> _LISTED ENTRIES_:
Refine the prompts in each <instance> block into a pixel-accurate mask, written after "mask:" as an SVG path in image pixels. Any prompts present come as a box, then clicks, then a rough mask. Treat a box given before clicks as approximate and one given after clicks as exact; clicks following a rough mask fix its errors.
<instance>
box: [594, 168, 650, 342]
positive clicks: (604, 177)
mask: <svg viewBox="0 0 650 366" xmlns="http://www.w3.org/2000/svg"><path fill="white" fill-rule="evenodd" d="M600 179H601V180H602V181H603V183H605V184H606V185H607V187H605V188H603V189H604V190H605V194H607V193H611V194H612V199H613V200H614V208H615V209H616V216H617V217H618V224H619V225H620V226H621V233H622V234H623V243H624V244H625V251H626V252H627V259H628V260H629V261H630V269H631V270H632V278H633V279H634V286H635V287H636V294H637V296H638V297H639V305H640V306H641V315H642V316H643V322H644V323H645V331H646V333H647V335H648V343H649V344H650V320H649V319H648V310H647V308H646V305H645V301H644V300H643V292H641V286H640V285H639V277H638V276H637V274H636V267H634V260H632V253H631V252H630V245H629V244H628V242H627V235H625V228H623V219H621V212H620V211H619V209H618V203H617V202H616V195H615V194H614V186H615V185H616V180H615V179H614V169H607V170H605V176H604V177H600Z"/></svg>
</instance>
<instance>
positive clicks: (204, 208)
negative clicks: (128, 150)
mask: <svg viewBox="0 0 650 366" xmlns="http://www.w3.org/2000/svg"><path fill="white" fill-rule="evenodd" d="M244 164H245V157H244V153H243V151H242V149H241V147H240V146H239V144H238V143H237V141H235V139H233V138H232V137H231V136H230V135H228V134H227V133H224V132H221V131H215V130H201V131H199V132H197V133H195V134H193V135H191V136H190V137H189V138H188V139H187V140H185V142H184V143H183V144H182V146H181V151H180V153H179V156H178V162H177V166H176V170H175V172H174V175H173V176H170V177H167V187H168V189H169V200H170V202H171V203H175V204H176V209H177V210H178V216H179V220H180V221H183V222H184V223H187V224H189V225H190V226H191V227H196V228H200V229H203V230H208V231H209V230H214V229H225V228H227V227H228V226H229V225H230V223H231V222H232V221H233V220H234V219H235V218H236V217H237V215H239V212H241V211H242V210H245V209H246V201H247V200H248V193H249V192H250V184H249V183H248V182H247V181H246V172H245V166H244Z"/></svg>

> _WHAT IS NEEDED_: Reproduce the rows above, substituting "foreground clicks" for every occurrence of "positive clicks" and leaving all other text unchanged.

> _ANSWER SPACE_:
Refine the prompts in each <instance> block into a pixel-accurate mask, written after "mask:" as an SVG path in image pixels. Any prompts present come as a box, then clicks, then a rough mask. Treat a box given before clicks as approximate and one given after clicks as exact; clicks following a rough mask fix its errors.
<instance>
box: [594, 168, 650, 342]
foreground clicks: (604, 177)
mask: <svg viewBox="0 0 650 366" xmlns="http://www.w3.org/2000/svg"><path fill="white" fill-rule="evenodd" d="M600 179H601V180H602V181H603V183H605V184H606V185H607V187H605V188H603V189H604V190H605V194H607V193H611V194H612V199H613V200H614V208H615V209H616V216H617V217H618V224H619V225H620V226H621V233H622V234H623V243H624V244H625V251H626V252H627V259H628V260H629V261H630V269H631V270H632V278H633V279H634V286H635V287H636V294H637V296H638V297H639V305H640V306H641V315H642V316H643V322H644V323H645V331H646V333H647V335H648V343H649V344H650V320H649V319H648V310H647V308H646V305H645V301H644V300H643V292H641V286H640V285H639V277H638V276H637V274H636V267H634V260H632V253H631V252H630V245H629V244H628V242H627V235H625V228H623V219H621V212H620V211H619V209H618V203H617V202H616V195H615V194H614V186H615V185H616V180H615V179H614V169H607V170H605V176H604V177H600Z"/></svg>
</instance>
<instance>
foreground clicks: (204, 208)
negative clicks: (128, 150)
mask: <svg viewBox="0 0 650 366" xmlns="http://www.w3.org/2000/svg"><path fill="white" fill-rule="evenodd" d="M244 164H245V157H244V153H243V151H242V149H241V147H240V146H239V144H238V143H237V141H235V139H233V138H232V137H231V136H230V135H228V134H227V133H224V132H221V131H215V130H201V131H199V132H197V133H195V134H193V135H191V136H190V137H189V138H188V139H187V140H185V142H184V143H183V144H182V146H181V151H180V153H179V156H178V162H177V166H176V170H175V172H174V175H173V176H170V177H167V187H168V189H169V200H170V202H171V203H175V204H176V209H177V210H178V216H179V220H180V221H183V222H184V223H187V224H189V225H190V226H191V227H196V228H200V229H203V230H208V231H209V230H214V229H225V228H227V227H228V226H229V225H230V223H231V222H232V221H233V220H234V219H235V218H236V217H237V215H239V212H241V211H242V210H245V209H246V201H247V200H248V193H249V192H250V184H249V183H248V182H247V181H246V172H245V166H244Z"/></svg>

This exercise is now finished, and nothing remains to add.